DATASET EXCERPTS:
/---
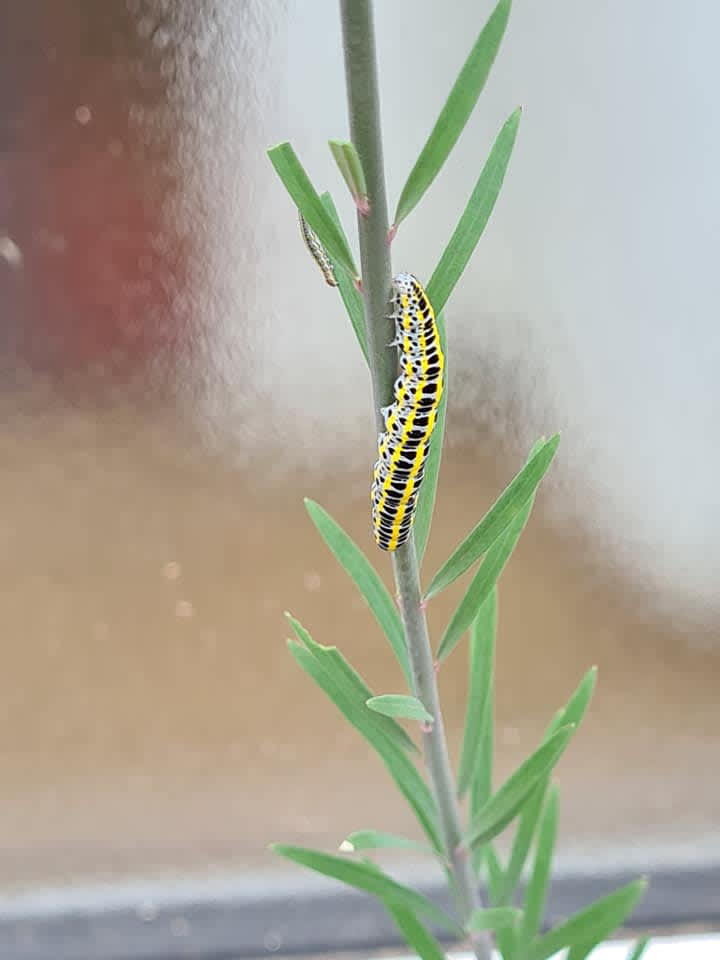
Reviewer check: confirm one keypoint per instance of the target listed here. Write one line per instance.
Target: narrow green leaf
(456, 112)
(348, 161)
(504, 806)
(366, 579)
(348, 291)
(639, 949)
(493, 918)
(576, 707)
(497, 519)
(475, 216)
(428, 490)
(591, 925)
(370, 879)
(536, 893)
(334, 675)
(580, 951)
(572, 713)
(483, 582)
(415, 932)
(399, 705)
(347, 684)
(482, 656)
(298, 185)
(522, 841)
(377, 840)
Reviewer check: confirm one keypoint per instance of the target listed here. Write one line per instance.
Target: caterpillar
(317, 251)
(410, 419)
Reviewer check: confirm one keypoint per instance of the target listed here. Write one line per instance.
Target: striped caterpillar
(410, 419)
(317, 251)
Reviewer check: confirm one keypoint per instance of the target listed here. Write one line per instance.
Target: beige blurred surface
(174, 378)
(153, 720)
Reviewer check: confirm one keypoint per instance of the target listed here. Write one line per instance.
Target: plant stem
(364, 111)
\---
YOUR OBJECTIVE: Copy out all of the data above in full, lowering every x and y coordinate by 150. Leave out the pictures.

ANSWER TO THE PROBLEM:
Reviewer check: confirm one keypoint per instance of the target listed here. Write one line per instance.
Target: narrow green leaf
(306, -38)
(198, 11)
(354, 656)
(216, 429)
(198, 141)
(489, 799)
(343, 768)
(426, 557)
(347, 369)
(325, 66)
(278, 340)
(441, 775)
(220, 729)
(386, 743)
(184, 525)
(430, 801)
(422, 563)
(333, 432)
(265, 782)
(249, 555)
(197, 534)
(332, 506)
(148, 35)
(372, 691)
(227, 690)
Reviewer check: confirm one keypoint per instance of the target listed here. Write one line per instance.
Target: caterpillar
(167, 101)
(260, 269)
Reviewer check: confirm one keypoint per instance of the target listed here. Write one line per instance.
Target: striped caterpillar
(260, 269)
(167, 101)
Reviewer check: confirm one keypoint per instance of the target listed here. Write one line per instance.
Target: beige blurred surface
(24, 228)
(3, 570)
Reviewer check: confirm one keypoint per instance of the target listed here. Write one line per instance.
Target: plant stem
(214, -39)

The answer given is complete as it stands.